**SET PROBLEM**
Reproduce each line of the following records verbatim, without any alteration.
──────── GIVEN DATA
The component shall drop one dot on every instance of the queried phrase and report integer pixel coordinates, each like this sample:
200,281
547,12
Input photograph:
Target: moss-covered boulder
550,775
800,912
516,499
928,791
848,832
────────────────
**WRITTEN ANSWER**
The component shall drop one dot on every instance of the queried phrase and report integer pixel coordinates, each like this sample:
200,281
547,12
Input photograph:
Target: moss-covered boulder
550,775
800,912
516,499
928,791
848,832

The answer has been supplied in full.